Die erste Gelegenheit, kollektiv in der Corona-Zeit zu feiern: der Vatertag. So lautet die Bilanz von Behörden und Polizei im Harz.

Von Sandra Reulecke 23.05.2020, 01:41

Landkreis Harz l „Gefühlt gab es mehr zu tun als in den Vorjahren“, resümiert Nadine Sünnemann, Sprecherin der Polizei, des Geschehen rund um den Vatertag im Landkreis Harz. Die Gründe dafür sind vielfältig: gutes Wetter, die Lust, erstmals nach Wochen der Isolation wieder miteinander zu feiern, und deutlich mehr Regeln als in den Vorjahren, die es zu kontrollieren galt. Zwar erlauben die aktuellen Lockerungen der Corona-Regeln wieder mehr Freiheiten, aber eben nur in Maßen.

Extrahierte Einträge:
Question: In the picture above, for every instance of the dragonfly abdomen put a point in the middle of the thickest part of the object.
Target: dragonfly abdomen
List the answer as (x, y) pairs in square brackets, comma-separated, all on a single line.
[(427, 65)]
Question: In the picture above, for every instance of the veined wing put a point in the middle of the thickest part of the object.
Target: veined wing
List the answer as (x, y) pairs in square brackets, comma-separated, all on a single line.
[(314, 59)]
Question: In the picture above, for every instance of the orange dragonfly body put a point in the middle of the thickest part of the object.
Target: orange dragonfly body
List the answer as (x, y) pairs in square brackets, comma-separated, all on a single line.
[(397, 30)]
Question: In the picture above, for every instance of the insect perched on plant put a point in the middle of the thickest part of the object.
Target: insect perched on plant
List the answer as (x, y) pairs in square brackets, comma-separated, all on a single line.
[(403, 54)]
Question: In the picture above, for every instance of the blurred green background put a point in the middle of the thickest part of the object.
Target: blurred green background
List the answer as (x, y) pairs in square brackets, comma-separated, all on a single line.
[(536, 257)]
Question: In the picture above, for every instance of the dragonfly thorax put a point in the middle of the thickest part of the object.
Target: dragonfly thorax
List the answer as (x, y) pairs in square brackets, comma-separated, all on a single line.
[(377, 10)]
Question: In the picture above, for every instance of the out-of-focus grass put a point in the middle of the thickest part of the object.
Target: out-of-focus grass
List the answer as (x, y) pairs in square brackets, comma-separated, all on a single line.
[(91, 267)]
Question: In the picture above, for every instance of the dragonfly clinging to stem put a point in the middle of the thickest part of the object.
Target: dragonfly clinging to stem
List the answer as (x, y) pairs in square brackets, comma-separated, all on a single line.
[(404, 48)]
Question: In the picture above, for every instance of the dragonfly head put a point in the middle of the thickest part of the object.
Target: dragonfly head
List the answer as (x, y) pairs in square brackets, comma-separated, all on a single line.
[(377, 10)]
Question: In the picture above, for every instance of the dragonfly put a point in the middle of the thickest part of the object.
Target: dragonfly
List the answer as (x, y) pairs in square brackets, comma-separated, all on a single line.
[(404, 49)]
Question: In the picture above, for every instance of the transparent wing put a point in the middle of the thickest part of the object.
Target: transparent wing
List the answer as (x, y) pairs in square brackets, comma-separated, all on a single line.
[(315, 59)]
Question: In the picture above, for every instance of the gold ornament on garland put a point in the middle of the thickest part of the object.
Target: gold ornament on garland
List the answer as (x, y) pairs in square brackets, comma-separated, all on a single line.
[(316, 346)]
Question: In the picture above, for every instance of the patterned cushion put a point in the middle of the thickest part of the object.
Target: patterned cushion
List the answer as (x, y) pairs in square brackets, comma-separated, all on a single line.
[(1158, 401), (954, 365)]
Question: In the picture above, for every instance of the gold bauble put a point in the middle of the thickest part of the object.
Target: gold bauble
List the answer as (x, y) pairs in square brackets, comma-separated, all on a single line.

Aufgabe: Welche Gründe nennt der Dokumentauszug zum Vatertag im Landkreis Harz dafür, dass es für die Polizei mehr zu tun gab?

Lösung: Gutes Wetter, die Lust, erstmals nach Wochen der Isolation wieder miteinander zu feiern, und deutlich mehr Regeln als in den Vorjahren, die es zu kontrollieren galt.